→ **Requirements**
Set out as a numbered list the part of the data that opens with the line containing "Target: waterfront" and closes with the line containing "[[[18,75],[181,74],[180,50],[18,52]]]", with both of those lines included and blank lines omitted.

→ **Dataset content**
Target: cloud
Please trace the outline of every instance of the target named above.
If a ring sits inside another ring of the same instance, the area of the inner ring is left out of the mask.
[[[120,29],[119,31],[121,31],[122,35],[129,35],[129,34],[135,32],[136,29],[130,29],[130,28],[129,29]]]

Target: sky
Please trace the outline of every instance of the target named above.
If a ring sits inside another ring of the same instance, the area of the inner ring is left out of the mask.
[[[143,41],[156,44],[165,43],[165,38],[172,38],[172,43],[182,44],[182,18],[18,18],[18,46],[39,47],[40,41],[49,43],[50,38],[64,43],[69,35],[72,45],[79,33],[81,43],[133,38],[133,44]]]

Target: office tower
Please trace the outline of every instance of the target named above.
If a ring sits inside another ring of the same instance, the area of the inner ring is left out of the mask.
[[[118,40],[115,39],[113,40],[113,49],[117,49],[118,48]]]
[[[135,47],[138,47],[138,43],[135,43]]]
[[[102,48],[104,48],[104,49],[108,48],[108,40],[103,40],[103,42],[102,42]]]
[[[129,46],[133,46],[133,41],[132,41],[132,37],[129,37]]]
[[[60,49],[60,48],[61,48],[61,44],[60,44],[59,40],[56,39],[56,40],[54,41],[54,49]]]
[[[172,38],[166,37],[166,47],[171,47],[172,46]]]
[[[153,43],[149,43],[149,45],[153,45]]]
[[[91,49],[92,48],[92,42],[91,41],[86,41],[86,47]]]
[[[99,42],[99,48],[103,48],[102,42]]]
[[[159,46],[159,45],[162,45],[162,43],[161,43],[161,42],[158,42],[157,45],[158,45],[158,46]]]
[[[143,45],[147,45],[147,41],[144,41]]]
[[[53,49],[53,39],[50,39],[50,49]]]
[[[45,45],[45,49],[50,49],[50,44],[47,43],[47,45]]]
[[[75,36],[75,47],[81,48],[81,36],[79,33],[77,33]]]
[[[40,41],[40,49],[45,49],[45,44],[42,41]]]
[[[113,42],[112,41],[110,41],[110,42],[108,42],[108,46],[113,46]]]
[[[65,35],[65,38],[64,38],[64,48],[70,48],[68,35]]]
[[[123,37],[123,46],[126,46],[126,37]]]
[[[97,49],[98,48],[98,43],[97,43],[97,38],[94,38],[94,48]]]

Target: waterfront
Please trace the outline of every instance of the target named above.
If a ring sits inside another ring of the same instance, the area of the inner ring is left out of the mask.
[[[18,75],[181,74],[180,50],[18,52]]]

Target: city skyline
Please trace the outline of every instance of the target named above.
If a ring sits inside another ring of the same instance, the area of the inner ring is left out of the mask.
---
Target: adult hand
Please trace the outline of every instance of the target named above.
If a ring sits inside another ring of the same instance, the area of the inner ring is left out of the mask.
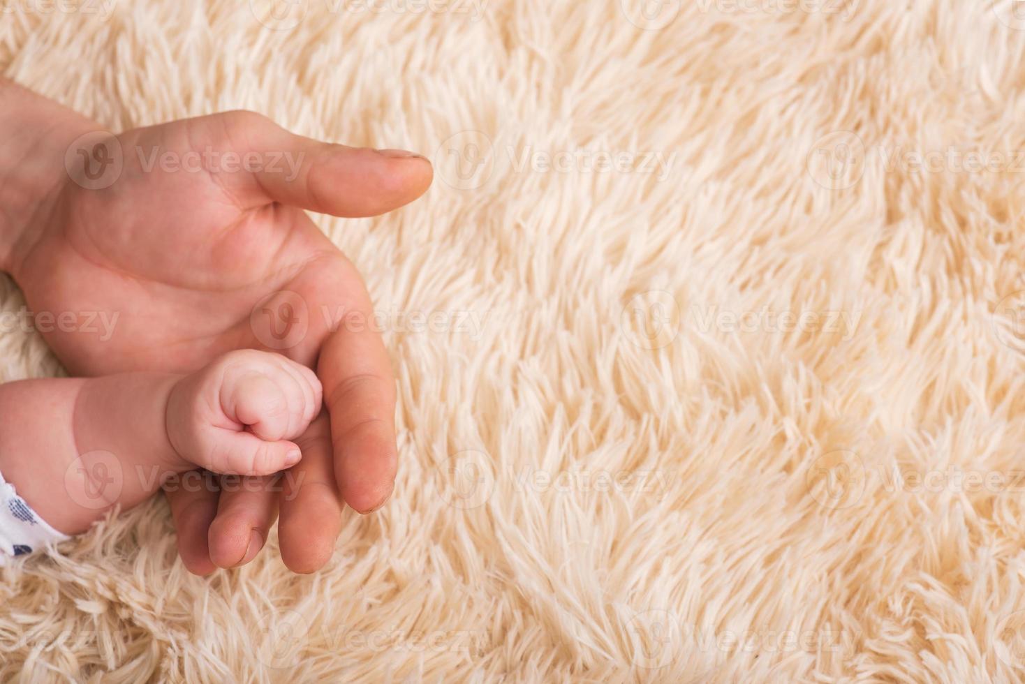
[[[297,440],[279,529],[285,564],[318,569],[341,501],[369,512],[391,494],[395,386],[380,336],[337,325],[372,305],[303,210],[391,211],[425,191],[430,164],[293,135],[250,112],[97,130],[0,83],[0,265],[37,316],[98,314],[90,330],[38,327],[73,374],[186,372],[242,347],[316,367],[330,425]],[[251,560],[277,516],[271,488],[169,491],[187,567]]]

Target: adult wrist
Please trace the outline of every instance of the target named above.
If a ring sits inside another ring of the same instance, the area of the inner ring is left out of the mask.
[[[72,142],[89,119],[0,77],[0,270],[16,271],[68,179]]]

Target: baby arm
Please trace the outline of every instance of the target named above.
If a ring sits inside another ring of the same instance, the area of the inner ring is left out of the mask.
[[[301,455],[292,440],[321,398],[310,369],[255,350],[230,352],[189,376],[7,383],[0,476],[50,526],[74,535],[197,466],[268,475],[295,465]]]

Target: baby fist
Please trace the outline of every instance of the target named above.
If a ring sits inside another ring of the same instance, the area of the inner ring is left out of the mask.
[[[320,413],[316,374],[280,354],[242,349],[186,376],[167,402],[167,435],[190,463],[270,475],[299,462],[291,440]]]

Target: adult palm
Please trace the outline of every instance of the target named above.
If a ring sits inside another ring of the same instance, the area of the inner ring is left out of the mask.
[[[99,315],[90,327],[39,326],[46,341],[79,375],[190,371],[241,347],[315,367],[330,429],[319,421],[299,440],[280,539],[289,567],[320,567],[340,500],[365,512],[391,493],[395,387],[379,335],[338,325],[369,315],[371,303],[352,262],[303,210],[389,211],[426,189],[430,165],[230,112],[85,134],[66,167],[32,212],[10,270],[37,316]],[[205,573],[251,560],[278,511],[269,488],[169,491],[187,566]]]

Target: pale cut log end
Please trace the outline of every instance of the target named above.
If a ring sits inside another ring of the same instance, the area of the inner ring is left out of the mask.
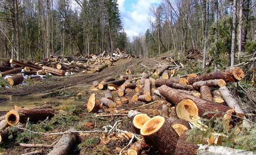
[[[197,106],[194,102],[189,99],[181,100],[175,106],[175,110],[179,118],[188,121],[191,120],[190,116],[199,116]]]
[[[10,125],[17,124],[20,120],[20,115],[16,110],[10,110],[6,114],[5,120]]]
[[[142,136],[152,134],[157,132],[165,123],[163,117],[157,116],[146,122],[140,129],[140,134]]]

→ **Complete output**
1. Target: waterfront
2. Please trace the outline of every instance of the target named above.
3. If a ring sits inside another ring of the same instance, the area of the inner ring is left out of the mask.
4. [[[18,75],[181,74],[180,50],[18,52]]]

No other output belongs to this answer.